Rewrite the lines from the one with "the ski track" to the one with "point(654, 350)", both included and requests kept as they are. In each answer, scale every point coordinate by 1.4 and round to the nearest whole number, with halves rounding up.

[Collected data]
---
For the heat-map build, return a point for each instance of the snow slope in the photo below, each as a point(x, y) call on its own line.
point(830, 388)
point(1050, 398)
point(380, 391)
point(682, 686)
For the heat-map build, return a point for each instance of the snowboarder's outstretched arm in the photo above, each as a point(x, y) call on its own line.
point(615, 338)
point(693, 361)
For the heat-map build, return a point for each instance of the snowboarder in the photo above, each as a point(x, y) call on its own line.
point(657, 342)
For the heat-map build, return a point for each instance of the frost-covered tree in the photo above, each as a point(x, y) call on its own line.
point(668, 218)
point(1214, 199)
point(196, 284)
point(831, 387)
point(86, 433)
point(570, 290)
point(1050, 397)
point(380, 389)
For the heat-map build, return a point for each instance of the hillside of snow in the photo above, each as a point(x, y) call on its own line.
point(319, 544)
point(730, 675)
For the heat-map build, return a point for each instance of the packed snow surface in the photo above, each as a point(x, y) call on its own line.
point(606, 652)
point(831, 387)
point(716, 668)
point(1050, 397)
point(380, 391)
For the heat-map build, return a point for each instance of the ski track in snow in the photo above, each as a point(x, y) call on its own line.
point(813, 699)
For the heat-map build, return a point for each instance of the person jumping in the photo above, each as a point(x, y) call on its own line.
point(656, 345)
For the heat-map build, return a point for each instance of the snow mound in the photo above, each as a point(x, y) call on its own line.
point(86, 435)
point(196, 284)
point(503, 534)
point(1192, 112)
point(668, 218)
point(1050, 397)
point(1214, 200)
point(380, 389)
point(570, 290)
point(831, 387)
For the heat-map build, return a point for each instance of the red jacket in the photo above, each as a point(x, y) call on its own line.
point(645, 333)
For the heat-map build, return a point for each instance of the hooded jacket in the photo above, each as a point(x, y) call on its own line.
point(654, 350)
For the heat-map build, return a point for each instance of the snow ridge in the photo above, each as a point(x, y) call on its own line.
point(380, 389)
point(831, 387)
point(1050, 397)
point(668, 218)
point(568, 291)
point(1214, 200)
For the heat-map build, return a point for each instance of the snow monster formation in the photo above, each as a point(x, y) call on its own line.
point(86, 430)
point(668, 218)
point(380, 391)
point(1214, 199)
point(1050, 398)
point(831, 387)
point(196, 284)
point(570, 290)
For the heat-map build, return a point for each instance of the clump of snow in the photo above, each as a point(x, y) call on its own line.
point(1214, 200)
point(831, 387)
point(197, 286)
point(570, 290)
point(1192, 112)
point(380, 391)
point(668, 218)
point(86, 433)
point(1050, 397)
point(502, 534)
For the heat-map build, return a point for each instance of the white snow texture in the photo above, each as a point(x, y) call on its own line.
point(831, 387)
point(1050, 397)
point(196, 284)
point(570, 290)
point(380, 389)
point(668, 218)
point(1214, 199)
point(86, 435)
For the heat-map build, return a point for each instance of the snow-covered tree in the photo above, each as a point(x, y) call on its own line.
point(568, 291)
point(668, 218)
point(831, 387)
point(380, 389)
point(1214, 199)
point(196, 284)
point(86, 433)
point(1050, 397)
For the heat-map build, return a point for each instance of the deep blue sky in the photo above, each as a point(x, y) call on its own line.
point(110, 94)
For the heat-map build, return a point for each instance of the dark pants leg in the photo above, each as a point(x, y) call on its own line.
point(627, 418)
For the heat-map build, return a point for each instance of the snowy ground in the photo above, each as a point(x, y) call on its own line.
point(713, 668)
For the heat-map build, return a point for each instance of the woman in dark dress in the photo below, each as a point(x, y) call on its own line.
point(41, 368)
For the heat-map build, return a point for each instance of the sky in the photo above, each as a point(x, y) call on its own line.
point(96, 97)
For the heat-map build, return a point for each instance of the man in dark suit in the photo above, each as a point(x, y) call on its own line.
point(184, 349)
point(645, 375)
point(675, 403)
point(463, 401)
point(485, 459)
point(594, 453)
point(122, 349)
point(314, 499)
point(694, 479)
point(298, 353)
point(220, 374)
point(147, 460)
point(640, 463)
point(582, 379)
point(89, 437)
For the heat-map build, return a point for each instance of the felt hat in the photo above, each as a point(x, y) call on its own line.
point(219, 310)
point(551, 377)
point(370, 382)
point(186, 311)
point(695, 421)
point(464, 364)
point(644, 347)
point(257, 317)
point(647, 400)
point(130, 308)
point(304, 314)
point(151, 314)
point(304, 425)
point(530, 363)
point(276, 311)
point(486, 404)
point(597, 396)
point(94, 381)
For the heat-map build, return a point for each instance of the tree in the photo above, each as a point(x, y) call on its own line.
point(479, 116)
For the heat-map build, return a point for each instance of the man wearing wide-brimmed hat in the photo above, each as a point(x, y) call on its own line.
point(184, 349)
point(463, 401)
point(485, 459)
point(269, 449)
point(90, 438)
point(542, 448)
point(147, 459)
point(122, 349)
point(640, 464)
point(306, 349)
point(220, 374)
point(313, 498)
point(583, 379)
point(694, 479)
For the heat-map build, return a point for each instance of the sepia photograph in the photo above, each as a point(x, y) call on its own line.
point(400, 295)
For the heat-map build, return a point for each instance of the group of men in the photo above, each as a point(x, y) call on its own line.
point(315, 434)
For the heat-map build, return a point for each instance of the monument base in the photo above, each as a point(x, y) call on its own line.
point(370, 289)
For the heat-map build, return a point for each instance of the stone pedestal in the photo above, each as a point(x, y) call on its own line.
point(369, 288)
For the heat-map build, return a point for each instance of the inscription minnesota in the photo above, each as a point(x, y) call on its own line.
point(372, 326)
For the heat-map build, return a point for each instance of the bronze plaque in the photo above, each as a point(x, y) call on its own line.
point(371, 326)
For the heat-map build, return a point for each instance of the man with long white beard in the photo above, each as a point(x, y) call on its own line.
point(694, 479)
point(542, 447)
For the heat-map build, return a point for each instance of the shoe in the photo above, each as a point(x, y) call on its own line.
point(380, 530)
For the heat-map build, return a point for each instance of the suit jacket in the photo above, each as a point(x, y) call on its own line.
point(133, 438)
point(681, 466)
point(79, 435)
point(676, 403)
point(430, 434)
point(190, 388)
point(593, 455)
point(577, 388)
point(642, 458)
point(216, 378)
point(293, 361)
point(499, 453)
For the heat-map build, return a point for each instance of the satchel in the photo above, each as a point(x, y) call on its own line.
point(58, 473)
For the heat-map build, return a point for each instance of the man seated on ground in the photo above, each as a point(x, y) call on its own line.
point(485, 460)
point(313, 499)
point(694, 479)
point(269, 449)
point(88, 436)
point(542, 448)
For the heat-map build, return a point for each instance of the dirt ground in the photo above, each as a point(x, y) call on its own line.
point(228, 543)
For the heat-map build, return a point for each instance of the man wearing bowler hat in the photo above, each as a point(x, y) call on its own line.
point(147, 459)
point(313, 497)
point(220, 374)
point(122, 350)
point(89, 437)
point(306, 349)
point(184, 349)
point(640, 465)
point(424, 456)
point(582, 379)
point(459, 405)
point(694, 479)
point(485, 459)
---
* **Response to the task**:
For the heat-map build, return a point for each instance of the ski track in snow in the photo above, each as a point(x, y) call on its own line.
point(1138, 979)
For the heat-map build, return a point for each instance of the person jumping in the photo above, each as a point(x, y) call on its own line.
point(918, 483)
For the heat-map build, return a point for each instance of the snow mound in the photo above, each as a point(x, y) call on its own line.
point(120, 609)
point(274, 398)
point(704, 748)
point(1669, 157)
point(935, 305)
point(1470, 556)
point(1700, 280)
point(532, 545)
point(798, 406)
point(1163, 542)
For the heat-map build, return a point for each instance of the red jacket in the photo above, each as a point(x, y) call on its own line.
point(903, 466)
For the heat-map build, return a point for each instance of the hooded jacket in the photo above, each as a point(x, y) call on its own line.
point(916, 490)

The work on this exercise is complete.